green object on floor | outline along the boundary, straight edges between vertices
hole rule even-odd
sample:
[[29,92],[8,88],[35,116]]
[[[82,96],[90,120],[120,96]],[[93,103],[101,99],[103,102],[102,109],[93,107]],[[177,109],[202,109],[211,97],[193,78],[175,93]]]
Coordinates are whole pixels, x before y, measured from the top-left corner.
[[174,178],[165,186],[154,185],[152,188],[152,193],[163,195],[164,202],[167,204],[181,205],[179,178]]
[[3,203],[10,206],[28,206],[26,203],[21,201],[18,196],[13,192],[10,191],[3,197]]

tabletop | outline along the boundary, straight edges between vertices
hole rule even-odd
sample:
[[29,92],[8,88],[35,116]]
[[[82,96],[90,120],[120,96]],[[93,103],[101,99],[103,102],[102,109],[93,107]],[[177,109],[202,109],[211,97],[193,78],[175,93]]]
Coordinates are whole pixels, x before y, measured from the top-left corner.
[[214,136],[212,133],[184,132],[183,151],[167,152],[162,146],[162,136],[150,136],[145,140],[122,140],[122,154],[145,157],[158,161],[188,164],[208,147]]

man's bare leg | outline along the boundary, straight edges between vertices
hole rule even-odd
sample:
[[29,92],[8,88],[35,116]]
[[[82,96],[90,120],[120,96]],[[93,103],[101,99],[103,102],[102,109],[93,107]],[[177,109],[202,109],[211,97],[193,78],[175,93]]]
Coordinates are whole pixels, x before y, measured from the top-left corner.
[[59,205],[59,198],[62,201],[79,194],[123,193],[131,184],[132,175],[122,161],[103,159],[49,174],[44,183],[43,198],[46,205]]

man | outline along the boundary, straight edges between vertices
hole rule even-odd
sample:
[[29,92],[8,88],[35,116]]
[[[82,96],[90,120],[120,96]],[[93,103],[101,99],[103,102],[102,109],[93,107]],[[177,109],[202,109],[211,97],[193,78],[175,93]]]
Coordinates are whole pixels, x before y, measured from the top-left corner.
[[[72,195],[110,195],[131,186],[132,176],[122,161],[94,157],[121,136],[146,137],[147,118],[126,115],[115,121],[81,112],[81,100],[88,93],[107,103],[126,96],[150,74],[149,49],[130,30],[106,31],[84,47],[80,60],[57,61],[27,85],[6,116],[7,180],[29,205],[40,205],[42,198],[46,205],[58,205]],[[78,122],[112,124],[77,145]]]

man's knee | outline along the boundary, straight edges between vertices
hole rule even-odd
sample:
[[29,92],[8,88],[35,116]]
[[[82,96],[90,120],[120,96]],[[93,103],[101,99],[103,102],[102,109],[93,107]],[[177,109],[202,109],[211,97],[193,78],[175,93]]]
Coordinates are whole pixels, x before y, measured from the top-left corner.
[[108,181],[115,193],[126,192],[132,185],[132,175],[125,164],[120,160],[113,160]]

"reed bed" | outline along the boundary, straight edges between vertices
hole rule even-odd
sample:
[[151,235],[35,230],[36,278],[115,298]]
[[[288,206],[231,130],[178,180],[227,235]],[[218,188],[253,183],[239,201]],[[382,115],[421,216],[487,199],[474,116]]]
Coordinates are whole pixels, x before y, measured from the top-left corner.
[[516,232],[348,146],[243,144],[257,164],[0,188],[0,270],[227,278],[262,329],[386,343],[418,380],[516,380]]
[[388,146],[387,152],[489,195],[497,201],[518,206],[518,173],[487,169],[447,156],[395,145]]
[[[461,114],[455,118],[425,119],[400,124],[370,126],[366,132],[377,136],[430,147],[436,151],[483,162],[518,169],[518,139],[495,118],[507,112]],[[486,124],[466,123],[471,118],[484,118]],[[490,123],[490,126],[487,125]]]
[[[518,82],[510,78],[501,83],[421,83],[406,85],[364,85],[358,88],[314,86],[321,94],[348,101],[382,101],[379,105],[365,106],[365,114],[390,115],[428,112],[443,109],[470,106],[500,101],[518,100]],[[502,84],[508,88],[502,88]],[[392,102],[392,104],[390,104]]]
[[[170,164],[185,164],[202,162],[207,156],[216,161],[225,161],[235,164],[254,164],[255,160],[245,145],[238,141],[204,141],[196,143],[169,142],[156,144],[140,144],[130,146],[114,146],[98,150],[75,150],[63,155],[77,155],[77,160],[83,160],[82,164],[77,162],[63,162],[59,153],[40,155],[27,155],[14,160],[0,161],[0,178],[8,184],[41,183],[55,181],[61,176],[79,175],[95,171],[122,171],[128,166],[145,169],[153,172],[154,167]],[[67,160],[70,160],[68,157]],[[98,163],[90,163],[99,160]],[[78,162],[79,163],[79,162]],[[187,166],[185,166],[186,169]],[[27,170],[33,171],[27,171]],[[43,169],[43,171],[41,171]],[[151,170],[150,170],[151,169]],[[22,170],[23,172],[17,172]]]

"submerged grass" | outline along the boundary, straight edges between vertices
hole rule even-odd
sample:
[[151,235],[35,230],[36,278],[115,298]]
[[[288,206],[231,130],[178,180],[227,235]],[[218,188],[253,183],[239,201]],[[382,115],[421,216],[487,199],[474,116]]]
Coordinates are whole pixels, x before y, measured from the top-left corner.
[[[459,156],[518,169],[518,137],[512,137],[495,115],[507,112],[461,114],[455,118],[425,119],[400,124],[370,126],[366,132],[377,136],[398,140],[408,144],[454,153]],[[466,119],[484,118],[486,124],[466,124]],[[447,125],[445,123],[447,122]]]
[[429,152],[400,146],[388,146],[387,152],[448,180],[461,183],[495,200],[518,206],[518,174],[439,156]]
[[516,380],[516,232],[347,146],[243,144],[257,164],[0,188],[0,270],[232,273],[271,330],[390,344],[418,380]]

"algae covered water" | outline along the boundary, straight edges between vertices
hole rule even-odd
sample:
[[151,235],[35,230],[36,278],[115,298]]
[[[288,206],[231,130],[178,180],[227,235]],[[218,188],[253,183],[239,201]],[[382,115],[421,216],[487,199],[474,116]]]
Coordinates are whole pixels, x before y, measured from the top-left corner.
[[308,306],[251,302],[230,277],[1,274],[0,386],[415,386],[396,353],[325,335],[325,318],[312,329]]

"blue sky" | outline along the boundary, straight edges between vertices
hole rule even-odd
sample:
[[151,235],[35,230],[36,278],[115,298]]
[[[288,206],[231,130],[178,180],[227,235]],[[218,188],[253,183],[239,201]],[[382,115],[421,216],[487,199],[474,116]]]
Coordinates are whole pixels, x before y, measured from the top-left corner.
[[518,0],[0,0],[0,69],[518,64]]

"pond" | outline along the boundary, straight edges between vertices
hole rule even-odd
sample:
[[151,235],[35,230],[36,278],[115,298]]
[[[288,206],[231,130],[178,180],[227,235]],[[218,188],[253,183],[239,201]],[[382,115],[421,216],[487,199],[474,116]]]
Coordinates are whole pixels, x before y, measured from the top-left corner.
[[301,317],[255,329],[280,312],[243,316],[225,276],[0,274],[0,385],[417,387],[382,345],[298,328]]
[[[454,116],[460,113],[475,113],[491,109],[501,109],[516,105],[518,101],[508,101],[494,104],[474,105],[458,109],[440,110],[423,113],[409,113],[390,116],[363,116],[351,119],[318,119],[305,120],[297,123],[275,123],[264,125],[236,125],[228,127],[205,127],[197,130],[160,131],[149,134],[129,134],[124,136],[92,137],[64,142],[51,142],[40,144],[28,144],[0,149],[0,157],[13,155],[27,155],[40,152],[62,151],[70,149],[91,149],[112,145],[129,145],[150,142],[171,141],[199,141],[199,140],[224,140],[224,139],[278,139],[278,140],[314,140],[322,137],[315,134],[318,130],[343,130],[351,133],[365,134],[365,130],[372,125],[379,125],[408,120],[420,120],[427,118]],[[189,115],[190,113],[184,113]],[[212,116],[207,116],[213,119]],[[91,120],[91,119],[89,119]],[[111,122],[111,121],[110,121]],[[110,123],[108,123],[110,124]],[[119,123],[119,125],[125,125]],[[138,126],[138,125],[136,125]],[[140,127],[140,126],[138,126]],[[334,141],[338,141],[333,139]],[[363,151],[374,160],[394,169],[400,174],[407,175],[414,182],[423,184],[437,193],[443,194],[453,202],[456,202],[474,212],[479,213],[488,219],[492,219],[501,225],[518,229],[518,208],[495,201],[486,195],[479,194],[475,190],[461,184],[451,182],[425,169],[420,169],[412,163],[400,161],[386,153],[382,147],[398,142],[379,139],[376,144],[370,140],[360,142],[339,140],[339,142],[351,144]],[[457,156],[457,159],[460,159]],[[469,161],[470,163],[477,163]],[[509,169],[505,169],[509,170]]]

Requisiti >>
Conta le righe del materiale qui sopra in cui compare la parola "along" e indica soltanto il numero.

Risposta scritta >>
10